CONSIGNE
Reproduisez intégralement, sans la moindre modification, l'extrait ci-dessous consacré à la préparation du sol sous la tente.

Ce déploiement nécessite «un travail préalable d’apprêt ou de préparation du sol consistant à damer le sable afin d’obtenir une surface relativement plane. Cette opération est effectuée régulièrement au cours du séjour par la mère de famille, à l’aide d’un morceau de bois (qui peut être façonné à dessein), afin de renouveler l’espace de vie. Pour cela, les nattes sont roulées les unes après les autres, on fait passer les petits agglomérats de sable durci par des éléments liquides dans un grand tamis (habituellement utilisé pour le traitement des farines) pour les faire revenir à leur état granuleux, et on jette les petits déchets qui restent dans le tamis loin de la tente. Le sable souillé (par du sang ou de l’urine par exemple), est transporté à l’extérieur de la tente. Une fois effectuées ces opérations de tamisage et de damage du sable, on redéploie les nattes à la surface du sol (section 15). «Toute marque de liquide sur le sol apparaît en fait comme une souillure de l’espace abrité et tout agglomérat de sable causé par un liquide est aussitôt recouvert de sable sec» (section 18).

ENTRÉES FOURNIES
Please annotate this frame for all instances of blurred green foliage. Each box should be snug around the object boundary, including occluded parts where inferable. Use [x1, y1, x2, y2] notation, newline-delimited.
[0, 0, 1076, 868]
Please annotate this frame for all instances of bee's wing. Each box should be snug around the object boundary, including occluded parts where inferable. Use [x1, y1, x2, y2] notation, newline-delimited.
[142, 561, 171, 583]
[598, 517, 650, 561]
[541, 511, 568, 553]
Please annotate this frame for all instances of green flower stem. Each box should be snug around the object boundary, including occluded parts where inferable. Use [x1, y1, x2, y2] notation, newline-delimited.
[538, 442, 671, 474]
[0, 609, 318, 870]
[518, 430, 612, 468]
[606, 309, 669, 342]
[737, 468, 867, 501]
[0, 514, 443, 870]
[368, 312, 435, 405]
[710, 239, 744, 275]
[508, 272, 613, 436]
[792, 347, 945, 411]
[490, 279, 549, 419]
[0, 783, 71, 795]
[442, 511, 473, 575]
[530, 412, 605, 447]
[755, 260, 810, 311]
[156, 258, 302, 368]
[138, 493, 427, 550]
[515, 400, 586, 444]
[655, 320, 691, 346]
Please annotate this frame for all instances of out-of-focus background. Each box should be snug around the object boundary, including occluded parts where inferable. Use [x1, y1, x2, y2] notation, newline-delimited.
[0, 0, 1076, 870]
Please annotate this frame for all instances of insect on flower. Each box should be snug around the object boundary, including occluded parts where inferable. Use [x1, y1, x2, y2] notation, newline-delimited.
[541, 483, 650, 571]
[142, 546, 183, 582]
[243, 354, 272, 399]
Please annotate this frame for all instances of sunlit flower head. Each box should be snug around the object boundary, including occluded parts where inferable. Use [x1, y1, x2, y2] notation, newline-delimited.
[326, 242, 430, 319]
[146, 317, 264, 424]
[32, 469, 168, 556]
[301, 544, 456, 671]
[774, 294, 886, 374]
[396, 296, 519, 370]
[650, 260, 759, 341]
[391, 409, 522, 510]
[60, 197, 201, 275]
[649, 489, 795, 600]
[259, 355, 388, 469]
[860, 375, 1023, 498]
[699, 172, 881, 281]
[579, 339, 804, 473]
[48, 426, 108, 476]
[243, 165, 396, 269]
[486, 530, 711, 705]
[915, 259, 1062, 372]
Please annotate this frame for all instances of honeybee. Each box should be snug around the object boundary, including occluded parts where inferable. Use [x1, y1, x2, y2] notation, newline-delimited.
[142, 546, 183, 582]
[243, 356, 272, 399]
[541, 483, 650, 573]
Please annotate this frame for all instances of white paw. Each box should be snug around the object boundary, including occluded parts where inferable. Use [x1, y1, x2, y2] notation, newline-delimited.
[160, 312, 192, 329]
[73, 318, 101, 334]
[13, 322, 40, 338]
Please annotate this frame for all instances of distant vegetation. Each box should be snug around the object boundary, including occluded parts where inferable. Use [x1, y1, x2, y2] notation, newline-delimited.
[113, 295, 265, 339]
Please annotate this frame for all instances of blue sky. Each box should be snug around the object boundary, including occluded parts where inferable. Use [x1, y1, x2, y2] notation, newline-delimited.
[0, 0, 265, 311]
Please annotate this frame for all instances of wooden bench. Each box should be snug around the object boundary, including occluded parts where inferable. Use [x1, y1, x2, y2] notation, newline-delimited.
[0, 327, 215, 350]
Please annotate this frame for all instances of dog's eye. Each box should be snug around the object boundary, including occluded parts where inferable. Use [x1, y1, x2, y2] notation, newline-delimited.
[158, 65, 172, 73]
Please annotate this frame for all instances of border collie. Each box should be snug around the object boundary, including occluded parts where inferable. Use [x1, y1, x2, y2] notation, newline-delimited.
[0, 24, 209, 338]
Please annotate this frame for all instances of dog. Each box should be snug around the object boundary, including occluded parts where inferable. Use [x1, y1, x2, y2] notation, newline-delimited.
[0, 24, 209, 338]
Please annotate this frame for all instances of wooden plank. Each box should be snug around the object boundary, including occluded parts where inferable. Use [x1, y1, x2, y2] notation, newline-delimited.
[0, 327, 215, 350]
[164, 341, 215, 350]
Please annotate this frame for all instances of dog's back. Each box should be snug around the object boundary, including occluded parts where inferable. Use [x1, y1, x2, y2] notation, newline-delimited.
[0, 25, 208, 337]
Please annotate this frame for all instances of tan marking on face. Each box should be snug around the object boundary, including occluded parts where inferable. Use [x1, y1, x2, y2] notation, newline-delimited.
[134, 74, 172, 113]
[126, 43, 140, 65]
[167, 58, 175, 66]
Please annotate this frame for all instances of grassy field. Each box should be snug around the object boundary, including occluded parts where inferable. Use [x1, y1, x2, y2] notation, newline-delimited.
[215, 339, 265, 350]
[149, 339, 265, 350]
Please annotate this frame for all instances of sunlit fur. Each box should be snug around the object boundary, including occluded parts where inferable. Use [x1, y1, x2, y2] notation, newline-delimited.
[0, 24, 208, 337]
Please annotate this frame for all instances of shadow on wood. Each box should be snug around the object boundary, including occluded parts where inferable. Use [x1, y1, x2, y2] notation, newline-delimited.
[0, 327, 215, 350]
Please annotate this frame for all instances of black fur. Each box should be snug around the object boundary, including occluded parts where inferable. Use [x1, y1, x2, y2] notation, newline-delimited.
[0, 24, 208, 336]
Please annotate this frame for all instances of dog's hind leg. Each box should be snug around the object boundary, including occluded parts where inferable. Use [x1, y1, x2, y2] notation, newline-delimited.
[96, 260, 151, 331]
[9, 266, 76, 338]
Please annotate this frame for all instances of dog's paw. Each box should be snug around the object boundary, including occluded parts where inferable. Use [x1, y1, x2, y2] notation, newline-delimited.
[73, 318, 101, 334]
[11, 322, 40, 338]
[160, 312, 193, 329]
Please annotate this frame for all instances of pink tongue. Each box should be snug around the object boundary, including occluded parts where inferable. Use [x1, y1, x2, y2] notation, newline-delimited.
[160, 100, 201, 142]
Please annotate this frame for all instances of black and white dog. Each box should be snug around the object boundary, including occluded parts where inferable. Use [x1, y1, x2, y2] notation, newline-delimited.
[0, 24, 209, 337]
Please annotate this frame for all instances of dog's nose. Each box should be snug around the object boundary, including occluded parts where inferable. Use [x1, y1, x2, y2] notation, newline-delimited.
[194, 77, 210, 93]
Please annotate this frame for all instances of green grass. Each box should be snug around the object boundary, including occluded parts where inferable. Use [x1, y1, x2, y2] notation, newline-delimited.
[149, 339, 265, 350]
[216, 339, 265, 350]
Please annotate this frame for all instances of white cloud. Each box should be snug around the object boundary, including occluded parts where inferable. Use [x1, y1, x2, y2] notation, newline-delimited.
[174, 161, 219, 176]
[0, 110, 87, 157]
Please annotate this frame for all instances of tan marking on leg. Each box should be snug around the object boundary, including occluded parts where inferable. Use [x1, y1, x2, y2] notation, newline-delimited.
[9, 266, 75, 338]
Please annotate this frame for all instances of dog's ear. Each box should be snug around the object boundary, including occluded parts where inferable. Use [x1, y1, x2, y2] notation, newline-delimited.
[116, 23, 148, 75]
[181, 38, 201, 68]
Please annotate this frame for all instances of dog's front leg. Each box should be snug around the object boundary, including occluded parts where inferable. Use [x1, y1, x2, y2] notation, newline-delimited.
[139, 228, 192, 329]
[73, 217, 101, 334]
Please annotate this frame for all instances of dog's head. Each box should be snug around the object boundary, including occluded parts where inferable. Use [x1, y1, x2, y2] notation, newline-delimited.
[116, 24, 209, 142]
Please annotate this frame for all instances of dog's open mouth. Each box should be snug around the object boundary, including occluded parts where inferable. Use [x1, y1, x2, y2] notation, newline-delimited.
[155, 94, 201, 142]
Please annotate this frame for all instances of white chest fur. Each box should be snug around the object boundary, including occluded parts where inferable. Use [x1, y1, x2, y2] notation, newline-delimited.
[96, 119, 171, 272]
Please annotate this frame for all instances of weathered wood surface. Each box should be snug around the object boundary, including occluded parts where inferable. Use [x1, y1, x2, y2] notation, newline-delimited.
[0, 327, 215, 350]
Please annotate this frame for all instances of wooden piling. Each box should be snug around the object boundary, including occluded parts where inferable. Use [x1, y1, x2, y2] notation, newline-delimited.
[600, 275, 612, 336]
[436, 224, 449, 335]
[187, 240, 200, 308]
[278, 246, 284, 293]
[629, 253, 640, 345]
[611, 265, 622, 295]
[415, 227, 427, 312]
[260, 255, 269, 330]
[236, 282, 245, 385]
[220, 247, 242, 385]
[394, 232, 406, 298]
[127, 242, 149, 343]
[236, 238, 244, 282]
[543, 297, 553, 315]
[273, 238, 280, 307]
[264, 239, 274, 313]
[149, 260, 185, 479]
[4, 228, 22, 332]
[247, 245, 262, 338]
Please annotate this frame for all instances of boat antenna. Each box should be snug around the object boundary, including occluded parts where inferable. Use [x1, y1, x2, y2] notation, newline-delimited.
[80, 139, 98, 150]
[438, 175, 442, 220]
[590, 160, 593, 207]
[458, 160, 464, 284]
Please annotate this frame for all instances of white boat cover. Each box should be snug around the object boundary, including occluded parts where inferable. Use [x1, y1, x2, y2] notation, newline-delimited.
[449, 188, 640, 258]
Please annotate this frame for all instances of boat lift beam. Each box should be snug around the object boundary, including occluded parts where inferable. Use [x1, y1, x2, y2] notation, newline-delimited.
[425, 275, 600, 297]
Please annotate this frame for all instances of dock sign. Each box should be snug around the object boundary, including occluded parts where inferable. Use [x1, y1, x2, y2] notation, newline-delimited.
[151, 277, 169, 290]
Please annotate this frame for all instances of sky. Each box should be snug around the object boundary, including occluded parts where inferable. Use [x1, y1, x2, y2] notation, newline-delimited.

RÉPONSE RÉDIGÉE
Ce déploiement nécessite «un travail préalable d’apprêt ou de préparation du sol consistant à damer le sable afin d’obtenir une surface relativement plane. Cette opération est effectuée régulièrement au cours du séjour par la mère de famille, à l’aide d’un morceau de bois (qui peut être façonné à dessein), afin de renouveler l’espace de vie. Pour cela, les nattes sont roulées les unes après les autres, on fait passer les petits agglomérats de sable durci par des éléments liquides dans un grand tamis (habituellement utilisé pour le traitement des farines) pour les faire revenir à leur état granuleux, et on jette les petits déchets qui restent dans le tamis loin de la tente. Le sable souillé (par du sang ou de l’urine par exemple), est transporté à l’extérieur de la tente. Une fois effectuées ces opérations de tamisage et de damage du sable, on redéploie les nattes à la surface du sol (section 15). «Toute marque de liquide sur le sol apparaît en fait comme une souillure de l’espace abrité et tout agglomérat de sable causé par un liquide est aussitôt recouvert de sable sec» (section 18).